Written task:
Without the images, write out the whole listing exactly.

Data for this exercise:
☆ ☆ ☆

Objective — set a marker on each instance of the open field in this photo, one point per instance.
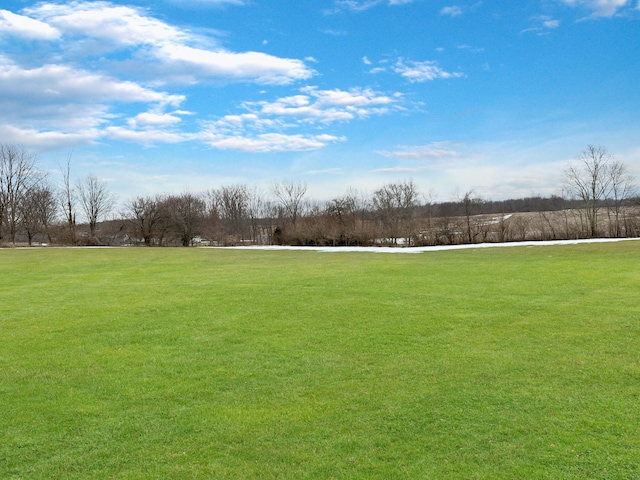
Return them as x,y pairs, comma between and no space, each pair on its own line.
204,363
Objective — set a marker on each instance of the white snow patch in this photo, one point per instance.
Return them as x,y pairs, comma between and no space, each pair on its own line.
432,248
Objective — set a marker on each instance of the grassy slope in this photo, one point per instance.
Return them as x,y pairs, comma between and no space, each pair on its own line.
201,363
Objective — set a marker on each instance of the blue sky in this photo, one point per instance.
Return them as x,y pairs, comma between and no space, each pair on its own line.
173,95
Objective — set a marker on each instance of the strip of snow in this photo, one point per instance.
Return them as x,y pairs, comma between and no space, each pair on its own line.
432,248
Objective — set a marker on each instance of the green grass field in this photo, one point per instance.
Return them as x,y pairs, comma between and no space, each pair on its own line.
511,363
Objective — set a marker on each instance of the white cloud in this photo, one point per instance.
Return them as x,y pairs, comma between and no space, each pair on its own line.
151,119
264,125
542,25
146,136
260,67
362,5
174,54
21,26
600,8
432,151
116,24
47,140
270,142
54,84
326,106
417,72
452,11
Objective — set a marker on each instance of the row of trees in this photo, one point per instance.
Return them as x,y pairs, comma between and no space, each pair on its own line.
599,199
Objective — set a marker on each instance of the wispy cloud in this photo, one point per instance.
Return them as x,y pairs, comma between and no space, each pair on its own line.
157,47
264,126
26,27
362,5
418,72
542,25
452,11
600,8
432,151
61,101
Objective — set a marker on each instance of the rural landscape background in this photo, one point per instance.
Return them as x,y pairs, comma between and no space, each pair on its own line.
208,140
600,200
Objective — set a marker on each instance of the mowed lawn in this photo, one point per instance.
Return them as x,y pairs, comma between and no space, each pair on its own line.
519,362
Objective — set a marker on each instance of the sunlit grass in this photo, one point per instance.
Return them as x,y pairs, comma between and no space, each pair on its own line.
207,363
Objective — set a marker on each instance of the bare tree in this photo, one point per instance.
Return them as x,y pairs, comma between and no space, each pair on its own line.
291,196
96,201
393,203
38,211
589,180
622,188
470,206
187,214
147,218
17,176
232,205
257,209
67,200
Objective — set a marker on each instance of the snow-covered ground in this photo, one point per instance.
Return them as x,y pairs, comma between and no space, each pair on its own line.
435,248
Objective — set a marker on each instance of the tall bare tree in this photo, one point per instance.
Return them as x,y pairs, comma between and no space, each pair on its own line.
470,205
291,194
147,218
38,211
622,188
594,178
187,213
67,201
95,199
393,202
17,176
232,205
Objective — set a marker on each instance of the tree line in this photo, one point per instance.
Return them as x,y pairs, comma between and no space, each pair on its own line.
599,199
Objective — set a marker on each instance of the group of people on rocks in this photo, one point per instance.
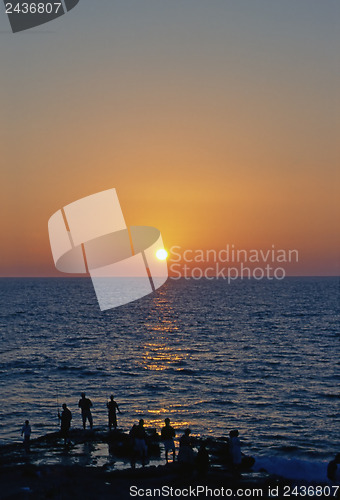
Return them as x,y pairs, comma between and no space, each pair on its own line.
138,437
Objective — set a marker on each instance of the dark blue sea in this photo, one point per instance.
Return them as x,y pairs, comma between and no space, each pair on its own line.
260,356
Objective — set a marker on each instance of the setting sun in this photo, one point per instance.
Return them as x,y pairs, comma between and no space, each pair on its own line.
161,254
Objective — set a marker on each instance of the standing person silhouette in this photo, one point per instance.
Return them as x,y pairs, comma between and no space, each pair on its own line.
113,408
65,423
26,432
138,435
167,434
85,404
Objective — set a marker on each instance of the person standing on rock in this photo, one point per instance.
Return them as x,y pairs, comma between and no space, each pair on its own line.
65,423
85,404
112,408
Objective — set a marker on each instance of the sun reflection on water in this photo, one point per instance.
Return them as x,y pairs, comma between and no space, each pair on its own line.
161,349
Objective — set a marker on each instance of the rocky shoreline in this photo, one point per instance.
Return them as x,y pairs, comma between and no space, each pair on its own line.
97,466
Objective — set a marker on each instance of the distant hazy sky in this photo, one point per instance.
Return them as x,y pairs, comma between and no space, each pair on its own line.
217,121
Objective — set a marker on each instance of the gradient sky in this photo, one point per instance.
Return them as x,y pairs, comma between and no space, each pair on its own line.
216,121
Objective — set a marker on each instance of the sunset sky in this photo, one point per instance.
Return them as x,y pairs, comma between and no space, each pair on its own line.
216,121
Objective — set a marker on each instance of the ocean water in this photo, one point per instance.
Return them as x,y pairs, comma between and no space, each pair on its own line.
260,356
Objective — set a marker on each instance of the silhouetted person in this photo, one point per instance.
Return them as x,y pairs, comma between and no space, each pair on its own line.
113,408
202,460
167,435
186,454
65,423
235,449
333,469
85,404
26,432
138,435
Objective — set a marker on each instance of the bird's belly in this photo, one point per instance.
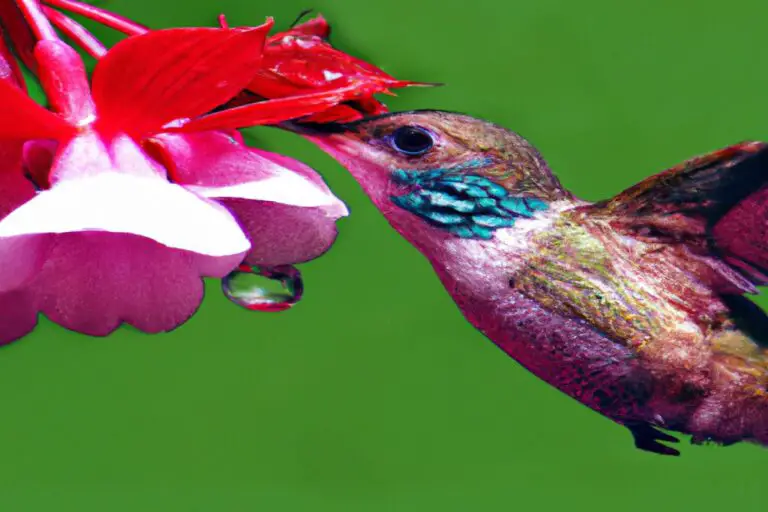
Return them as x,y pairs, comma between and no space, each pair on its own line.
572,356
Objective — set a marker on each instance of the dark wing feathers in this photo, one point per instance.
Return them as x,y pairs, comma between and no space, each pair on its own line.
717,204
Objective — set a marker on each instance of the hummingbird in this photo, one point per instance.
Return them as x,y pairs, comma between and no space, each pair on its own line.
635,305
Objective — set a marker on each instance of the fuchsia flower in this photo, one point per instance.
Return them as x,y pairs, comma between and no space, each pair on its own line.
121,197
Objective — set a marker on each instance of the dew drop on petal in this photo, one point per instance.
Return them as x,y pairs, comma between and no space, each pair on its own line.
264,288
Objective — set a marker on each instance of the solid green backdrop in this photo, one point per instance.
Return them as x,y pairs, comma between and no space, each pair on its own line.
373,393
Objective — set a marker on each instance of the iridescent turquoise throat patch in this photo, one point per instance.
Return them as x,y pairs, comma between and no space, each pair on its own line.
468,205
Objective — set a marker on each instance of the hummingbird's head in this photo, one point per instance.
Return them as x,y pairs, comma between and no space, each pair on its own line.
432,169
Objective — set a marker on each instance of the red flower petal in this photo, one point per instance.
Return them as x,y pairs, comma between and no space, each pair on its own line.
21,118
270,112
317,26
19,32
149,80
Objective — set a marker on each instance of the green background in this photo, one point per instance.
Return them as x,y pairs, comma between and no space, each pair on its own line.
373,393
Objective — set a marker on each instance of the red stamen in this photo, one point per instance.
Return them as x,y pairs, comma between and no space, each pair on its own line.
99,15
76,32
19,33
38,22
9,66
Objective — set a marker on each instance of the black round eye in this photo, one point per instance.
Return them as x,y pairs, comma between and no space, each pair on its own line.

☆ ☆ ☆

Exercise output:
Objective — set a marker on each instance of the open field in this photo, one point per instance.
Return them as x,y pairs, comma between and no space, each pair on its own line.
204,363
Objective — set a marker on each instance of the white snow patch in this photo, one point per instance.
Return them as x,y pairs, comma between and no space, each pair on its own line.
432,248
Objective — set a marker on each instance of the grassy slope in this photo, one point per instance.
Return them as x,y pairs, comma between and no space, each pair on its own line.
201,363
Objective — set a marker on each instance of the blue sky in this photo, one point per instance.
Return them as x,y pairs, comma between and no space, each pair on its own line.
173,95
Objective — set a marker on each instance of the strip of snow in this photo, one point per instance.
Return them as x,y pairs, comma between and no space, each pair on its own line.
432,248
Objective — set a marker on each instance of the green grass field in this photo, one point per instance.
Return them as x,y pairs, comma between and no space, each pair on its own line.
511,363
Objective — set a marker on each instance of the white cloud in this photo, one point per instance.
Return them as x,y pairs, comma between and no space, each pair on its own line.
151,119
264,125
542,25
146,136
260,67
362,5
174,54
21,26
600,8
432,151
116,24
47,140
270,142
54,84
326,106
417,72
452,11
Objective — set a marker on each instance of the row of trees in this photo, one point per instance.
Return them as x,y pairs, comma between and no space, each pair on its own line.
599,199
Objective — set a marker on each instance of the wispy cloud in this photo, one point per instance.
Return them as x,y pairs, comma between and no space, each pair on its own line.
157,47
264,126
26,27
362,5
418,72
542,25
452,11
600,8
432,151
61,101
Objective — set a marker on each instance of the rural landscape background in this photo, one point per instance.
Return them as x,y pairs, comma between and no space, each pair on its own line.
208,140
600,200
Objective — set a marker on each instance of the mowed lawn in this photo, one point per instance.
Return them as x,y pairs, comma between and no space, each pair on its own line.
519,362
Objective — set a marker on each instance of the sunlit grass in this photo, one point per instance.
Return them as x,y pairs, comma between and no space, each pair on its own line.
207,363
Objective — set a marker on each instance of the bare tree in this photo, one point per instance.
Return them as x,y pairs, comma between and no space, each pair on its own line.
291,196
96,201
393,203
38,211
589,180
622,188
470,206
187,214
147,218
17,176
232,205
257,209
67,200
Objective — set a marker on each instance of the snow-covered ground in this photo, one point per instance.
Return them as x,y pairs, comma between and no space, each pair on its own line.
435,248
Objective — set a marker on each instance of the tall bare tree in this photo, one point per instance.
Return them as x,y pairs, comma between and no space, each pair on its own line.
470,205
291,194
147,218
38,211
622,188
594,178
187,213
67,201
95,199
393,202
17,176
232,205
Objective — set a marker on each instance of the tree line in this photo, one point per instance.
Return them as x,y pairs, comma between and no space, each pair on its own line.
599,199
Objective — set a marker on each instance of the group of people on rocks in this photo, one point per instance.
Return them as x,y pairs, comma between and no space, each pair on its own line.
138,437
Objective — set a marker on each instance of the dark blue sea in this photo, one point per instance.
Return them as x,y pairs, comma between and no space, each pair on its own line.
260,356
Objective — set a marker on each instance of the setting sun in this photo, one point per instance.
Return them as x,y pairs, comma between and no space, each pair on its own line.
161,254
Objective — set a marker on each instance of the standing person silhouette in this photo, one point per instance.
Return them as x,y pairs, comma between and no space, each pair on its own line.
113,408
65,423
26,432
138,435
167,434
85,404
Objective — set a marker on each instance of the person standing on rock in this photo, one point per instance.
Return them as x,y pairs, comma between and no space, each pair on its own line.
65,423
85,404
112,408
Objective — set a marker on each instance of the sun reflection on water in this photo, one point per instance.
Return them as x,y pairs, comma between and no space, each pair on its own line.
161,349
Objective — set a marker on each instance of the rocky shoreline in this photo, one point per instance.
Return them as x,y pairs, comma between and no space, each pair on its own line.
97,466
Objective — set a marker on each instance of the distant hazy sky in this photo, one point per instance.
Return them as x,y pairs, comma between and no space, each pair on its own line.
217,121
Objective — set a marker on each instance of the gradient sky in this photo, one point per instance.
Return them as x,y pairs, comma between and no space, each pair on its own line.
216,121
Objective — set a marker on each instance of the sunset sky in this photo, one point per instance.
Return them as x,y pairs, comma between and no space, each pair on its own line.
216,121
Objective — set a marker on each instance of the ocean water in this photo, one point per instance.
Return them as x,y pairs, comma between and no space, each pair on its own line.
260,356
Objective — set a marker on each instance of the silhouetted person in this photo, one point per instance.
Return them as x,y pairs, comma between and no space, each pair on its own line.
113,408
202,460
167,435
186,454
65,423
235,449
333,469
85,404
26,432
138,435
Objective — set a marker on each instance of the bird's belly in this photo, one point per instance.
Return them as x,y pairs, comma between and no space, each pair on its own line.
572,356
Objective — set a marker on each instance of the dark wing feathers in this photo, one point per instance.
Return them as x,y pairs, comma between and no space, each pair on its own line.
717,204
Objective — set a marker on each instance of the hummingbird in this photo, one point per instance.
Return them as x,y pairs, comma between and no space, each pair on its own line.
635,305
Objective — set a marker on each instance of the fuchsia flower in this photo, one point per instance.
Return them as x,y pairs, comma between and no space, each pair on its own line.
121,197
Objective — set a marker on each instance of the dew drop on petal in this photo, one point per instance.
Return them as x,y pairs, comma between and no space, each pair on its own line.
264,288
Objective — set a marker on each instance of the solid green backdrop in this photo, one point per instance.
Return them as x,y pairs, comma between and no space, each pair on its own line.
373,393
Objective — set a marker on each instance of the iridescent turquoise throat patch in this photo, one point per instance.
Return them as x,y pairs, comma between and no space, each pair on its own line.
468,205
Objective — set a marker on each instance of the hummingbird's head in this photo, one point per instance.
Return them as x,y pairs, comma between and no space, each pair on its own line.
432,169
Objective — set a marker on each instance of the red flower petal in this photo, one point per instance.
Return them as x,y pairs, comma between and no space, each pair on its own line.
21,118
270,112
317,26
19,32
149,80
Objective — set a marker on each instance of the green background in this photo, one point per instance.
Return them as x,y pairs, comma between and no space, each pair on its own line.
373,393
Objective — set a marker on each instance of the red stamen in this photo, one point per instance.
Return them as x,y pairs, comma between and no space, each pair on its own line.
99,15
76,32
19,33
38,22
9,66
Objective — set a marker on each instance of the black round eye in this photo, one point per instance.
Return them as x,y pairs, comma between and no space, each pair on its own line.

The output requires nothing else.